_ИСХОДНЫЙ ТЕКСТ_
ВОЙНА И МИР ПАВЛА ЧАПЛЫГИНА
В последнее время к нам возвращается целый пласт казалось бы давно забытой истории, – Первая мировая война в лицах. Происходят удивительные вещи: в семейных архивах обнаруживаются уникальные документы, раскрывающие нам события столетней давности, представляющие их непосредственных участников, – самых простых людей, оказавшихся вовлеченными в водоворот Первой мировой…
ПАМЯТЬ О ЧЕЛОВЕКЕ И ВРЕМЕНИ
Именно такие, поистине уникальные материалы, представлены на выставке «За веру, Царя и Отечество», открывшейся в Кингисеппском историко-краеведческом музее. Письма своего деда Павла Константиновича Чаплыгина, написанные им с Кавказского фронта Первой мировой, передала специально на эту выставку Наталья Сергеевна Сутягина. Это часть ее семейного архива, которую бережно хранили сто лет, передавая из поколения в поколение.

_ВЫДЕРЖКИ ИЗ ДАННЫХ_

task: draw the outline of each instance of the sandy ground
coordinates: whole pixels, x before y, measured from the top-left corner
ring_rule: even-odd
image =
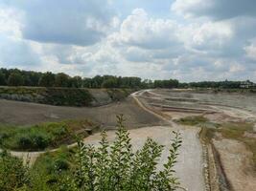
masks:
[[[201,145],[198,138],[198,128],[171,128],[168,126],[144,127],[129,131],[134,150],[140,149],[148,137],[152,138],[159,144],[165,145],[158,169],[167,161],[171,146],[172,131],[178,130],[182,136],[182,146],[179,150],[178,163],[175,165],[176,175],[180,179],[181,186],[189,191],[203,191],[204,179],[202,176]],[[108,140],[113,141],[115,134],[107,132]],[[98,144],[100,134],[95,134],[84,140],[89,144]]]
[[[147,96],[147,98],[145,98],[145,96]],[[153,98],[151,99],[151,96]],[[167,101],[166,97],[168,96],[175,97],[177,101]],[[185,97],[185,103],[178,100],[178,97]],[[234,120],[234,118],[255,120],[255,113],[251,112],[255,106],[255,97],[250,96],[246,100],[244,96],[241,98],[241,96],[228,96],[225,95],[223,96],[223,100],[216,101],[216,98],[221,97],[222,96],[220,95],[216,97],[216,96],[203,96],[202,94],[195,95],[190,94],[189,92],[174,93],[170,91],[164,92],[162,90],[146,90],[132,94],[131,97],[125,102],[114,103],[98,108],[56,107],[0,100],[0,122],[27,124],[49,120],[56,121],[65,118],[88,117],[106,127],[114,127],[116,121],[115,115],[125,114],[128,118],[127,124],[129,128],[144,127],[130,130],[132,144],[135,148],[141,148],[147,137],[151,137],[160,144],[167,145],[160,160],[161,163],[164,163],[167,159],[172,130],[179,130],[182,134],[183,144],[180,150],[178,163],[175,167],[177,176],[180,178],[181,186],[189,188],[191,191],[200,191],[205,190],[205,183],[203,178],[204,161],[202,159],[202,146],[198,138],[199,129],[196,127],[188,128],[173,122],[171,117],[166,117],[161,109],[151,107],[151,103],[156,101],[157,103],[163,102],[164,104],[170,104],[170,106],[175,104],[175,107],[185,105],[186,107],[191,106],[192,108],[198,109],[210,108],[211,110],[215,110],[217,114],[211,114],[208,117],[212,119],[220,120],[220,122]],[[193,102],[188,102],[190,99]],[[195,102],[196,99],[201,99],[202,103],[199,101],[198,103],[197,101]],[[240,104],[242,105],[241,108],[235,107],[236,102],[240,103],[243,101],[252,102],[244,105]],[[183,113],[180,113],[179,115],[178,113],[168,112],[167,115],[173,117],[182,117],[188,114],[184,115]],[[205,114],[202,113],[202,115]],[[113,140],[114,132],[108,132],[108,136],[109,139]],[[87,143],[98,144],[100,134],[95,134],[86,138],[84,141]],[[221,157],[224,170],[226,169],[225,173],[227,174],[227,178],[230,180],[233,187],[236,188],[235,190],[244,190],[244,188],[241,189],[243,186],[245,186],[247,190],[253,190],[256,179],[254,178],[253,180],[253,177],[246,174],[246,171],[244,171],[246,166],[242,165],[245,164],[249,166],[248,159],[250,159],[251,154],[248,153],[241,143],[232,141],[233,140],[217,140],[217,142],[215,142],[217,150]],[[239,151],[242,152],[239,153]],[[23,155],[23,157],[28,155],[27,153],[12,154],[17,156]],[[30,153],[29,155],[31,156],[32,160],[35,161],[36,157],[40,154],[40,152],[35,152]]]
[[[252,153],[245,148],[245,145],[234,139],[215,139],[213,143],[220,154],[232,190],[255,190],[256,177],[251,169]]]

_ЗАДАНИЯ_
(a) Ответьте по исходному тексту о письмах Павла Чаплыгина:
(i) Как называется выставка, на которой представлены эти письма?
(ii) С какого фронта Первой мировой писал письма Павел Константинович Чаплыгин?
(iii) Сколько лет хранили эту часть семейного архива?
(b) Подсчитайте, сколько строк в записях содержат слово «before», с учетом регистра. В ответе укажите только число.

_ОТВЕТЫ ПО ПОРЯДКУ_
(a)
(i) «За веру, Царя и Отечество».
(ii) С Кавказского фронта.
(iii) Сто лет.

(b) 1